Problem details. Edit the entries below so that each "rough mask" becomes "coarse mask", with everything else left unchanged.

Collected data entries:
......
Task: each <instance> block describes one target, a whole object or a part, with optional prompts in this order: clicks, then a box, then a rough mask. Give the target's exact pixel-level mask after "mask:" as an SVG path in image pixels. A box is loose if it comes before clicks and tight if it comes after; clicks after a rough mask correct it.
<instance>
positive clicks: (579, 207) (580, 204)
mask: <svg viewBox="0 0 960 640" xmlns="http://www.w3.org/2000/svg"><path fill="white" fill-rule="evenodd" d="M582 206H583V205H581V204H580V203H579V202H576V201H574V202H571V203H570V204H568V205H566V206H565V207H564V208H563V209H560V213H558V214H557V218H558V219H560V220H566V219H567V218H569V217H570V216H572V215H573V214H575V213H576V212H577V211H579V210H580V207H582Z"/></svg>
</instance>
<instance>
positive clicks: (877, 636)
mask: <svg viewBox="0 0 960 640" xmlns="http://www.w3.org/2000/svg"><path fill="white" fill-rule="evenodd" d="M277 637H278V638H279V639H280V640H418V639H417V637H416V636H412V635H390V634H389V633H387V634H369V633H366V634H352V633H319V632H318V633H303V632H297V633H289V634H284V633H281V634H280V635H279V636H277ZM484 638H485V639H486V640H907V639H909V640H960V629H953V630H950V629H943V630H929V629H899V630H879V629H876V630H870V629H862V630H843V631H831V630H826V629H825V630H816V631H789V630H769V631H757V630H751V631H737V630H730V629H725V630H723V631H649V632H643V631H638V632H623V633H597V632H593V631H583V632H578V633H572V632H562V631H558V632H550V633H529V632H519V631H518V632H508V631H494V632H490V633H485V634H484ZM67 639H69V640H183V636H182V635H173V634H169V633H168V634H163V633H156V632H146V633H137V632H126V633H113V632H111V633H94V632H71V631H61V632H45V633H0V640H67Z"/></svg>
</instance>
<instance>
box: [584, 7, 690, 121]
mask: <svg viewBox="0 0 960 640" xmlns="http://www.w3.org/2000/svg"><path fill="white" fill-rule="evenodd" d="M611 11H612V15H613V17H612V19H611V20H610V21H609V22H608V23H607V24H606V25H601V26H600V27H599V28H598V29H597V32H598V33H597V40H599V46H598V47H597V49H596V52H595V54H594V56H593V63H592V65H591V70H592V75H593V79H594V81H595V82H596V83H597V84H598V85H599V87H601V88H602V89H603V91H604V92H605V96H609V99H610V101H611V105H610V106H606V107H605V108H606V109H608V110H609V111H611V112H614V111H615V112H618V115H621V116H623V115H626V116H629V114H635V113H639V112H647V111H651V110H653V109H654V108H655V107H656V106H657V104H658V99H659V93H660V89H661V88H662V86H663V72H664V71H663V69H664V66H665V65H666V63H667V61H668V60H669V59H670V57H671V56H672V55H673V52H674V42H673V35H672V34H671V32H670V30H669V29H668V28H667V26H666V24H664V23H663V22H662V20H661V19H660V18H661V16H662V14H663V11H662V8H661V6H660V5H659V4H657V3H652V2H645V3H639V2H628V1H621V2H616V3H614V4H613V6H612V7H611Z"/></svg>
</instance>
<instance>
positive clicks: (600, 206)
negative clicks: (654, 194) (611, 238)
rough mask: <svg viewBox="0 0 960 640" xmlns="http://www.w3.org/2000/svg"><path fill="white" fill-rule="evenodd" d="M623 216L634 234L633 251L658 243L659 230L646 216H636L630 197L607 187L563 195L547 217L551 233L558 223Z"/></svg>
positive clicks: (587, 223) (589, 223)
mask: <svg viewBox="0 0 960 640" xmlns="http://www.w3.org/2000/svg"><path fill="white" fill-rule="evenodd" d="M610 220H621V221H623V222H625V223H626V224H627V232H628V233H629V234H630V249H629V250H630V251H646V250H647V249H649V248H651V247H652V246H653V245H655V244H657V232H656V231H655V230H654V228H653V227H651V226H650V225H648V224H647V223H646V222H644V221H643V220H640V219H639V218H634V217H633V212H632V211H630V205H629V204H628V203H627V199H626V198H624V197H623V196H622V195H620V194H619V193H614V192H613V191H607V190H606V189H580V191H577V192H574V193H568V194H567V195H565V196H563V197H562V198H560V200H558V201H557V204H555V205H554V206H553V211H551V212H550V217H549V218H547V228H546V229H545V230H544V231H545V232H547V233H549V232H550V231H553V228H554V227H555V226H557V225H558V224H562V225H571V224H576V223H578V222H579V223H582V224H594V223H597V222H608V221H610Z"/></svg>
......
Written response.
Task: each <instance> block describes one target, a whole object or a part, with optional prompts in this order: clicks, then a box, then a coarse mask. Give the target's exact pixel-level mask after "mask:" as an SVG path in image pixels. A box is loose if it comes before clicks and tight if it comes after; clicks after a coarse mask correct it.
<instance>
positive clicks: (579, 207) (580, 204)
mask: <svg viewBox="0 0 960 640" xmlns="http://www.w3.org/2000/svg"><path fill="white" fill-rule="evenodd" d="M582 206H583V205H581V204H580V203H579V202H576V201H574V202H571V203H570V204H568V205H566V206H565V207H564V208H563V209H560V213H558V214H557V218H558V219H560V220H566V219H567V218H569V217H570V216H572V215H573V214H575V213H576V212H577V211H579V210H580V207H582Z"/></svg>
</instance>
<instance>
positive clicks: (877, 636)
mask: <svg viewBox="0 0 960 640" xmlns="http://www.w3.org/2000/svg"><path fill="white" fill-rule="evenodd" d="M277 637H278V638H279V639H280V640H418V639H417V637H416V636H412V635H390V634H389V633H387V634H369V633H366V634H352V633H319V632H318V633H303V632H297V633H289V634H284V633H281V634H280V635H279V636H277ZM484 638H485V639H486V640H907V639H909V640H960V629H953V630H950V629H943V630H929V629H899V630H879V629H876V630H870V629H862V630H843V631H831V630H826V629H825V630H816V631H789V630H769V631H757V630H751V631H737V630H730V629H725V630H723V631H649V632H643V631H638V632H623V633H597V632H593V631H583V632H578V633H572V632H562V631H558V632H550V633H529V632H519V631H518V632H508V631H494V632H490V633H485V634H484ZM67 639H69V640H183V636H182V635H173V634H169V633H168V634H163V633H156V632H146V633H137V632H126V633H113V632H111V633H94V632H71V631H61V632H45V633H0V640H67Z"/></svg>
</instance>
<instance>
box: [584, 7, 690, 121]
mask: <svg viewBox="0 0 960 640" xmlns="http://www.w3.org/2000/svg"><path fill="white" fill-rule="evenodd" d="M611 11H612V15H613V17H612V19H611V20H610V21H609V22H608V23H607V24H606V25H601V26H600V27H599V28H598V29H597V32H598V33H597V40H599V46H598V47H597V49H596V52H595V54H594V56H593V63H592V65H591V70H592V75H593V79H594V81H595V82H596V83H597V84H598V85H599V87H601V88H602V89H603V91H604V92H605V96H609V99H610V101H611V105H610V106H606V107H605V108H606V109H608V110H609V111H611V112H614V111H615V112H618V115H621V116H623V115H626V116H629V114H635V113H639V112H647V111H651V110H653V109H654V108H655V107H656V106H657V104H658V99H659V93H660V89H661V88H662V86H663V72H664V71H663V69H664V66H665V65H666V63H667V61H668V60H669V59H670V57H671V56H672V55H673V52H674V42H673V35H672V34H671V32H670V30H669V29H668V28H667V26H666V24H664V23H663V22H662V20H661V19H660V18H661V16H662V14H663V11H662V8H661V6H660V5H659V4H657V3H652V2H645V3H639V2H628V1H621V2H616V3H614V4H613V6H612V7H611Z"/></svg>
</instance>
<instance>
positive clicks: (600, 206)
negative clicks: (654, 194) (611, 238)
coarse mask: <svg viewBox="0 0 960 640" xmlns="http://www.w3.org/2000/svg"><path fill="white" fill-rule="evenodd" d="M623 216L634 234L633 251L658 243L659 230L646 216H636L630 197L607 187L563 195L547 217L551 233L558 223Z"/></svg>
positive clicks: (587, 223) (589, 223)
mask: <svg viewBox="0 0 960 640" xmlns="http://www.w3.org/2000/svg"><path fill="white" fill-rule="evenodd" d="M610 220H621V221H623V222H625V223H626V224H627V232H628V233H629V234H630V249H629V250H630V251H646V250H647V249H649V248H651V247H652V246H653V245H655V244H657V232H656V231H655V230H654V228H653V227H651V226H650V225H648V224H647V223H646V222H644V221H643V220H640V219H639V218H634V217H633V212H632V211H630V205H629V204H628V203H627V199H626V198H624V197H623V196H622V195H620V194H619V193H614V192H613V191H607V190H606V189H580V191H577V192H574V193H568V194H567V195H565V196H563V197H562V198H560V200H558V201H557V204H555V205H554V206H553V211H551V212H550V217H549V218H547V228H546V229H545V230H544V231H545V232H547V233H549V232H550V231H553V228H554V227H555V226H557V225H558V224H562V225H571V224H576V223H578V222H579V223H582V224H594V223H597V222H608V221H610Z"/></svg>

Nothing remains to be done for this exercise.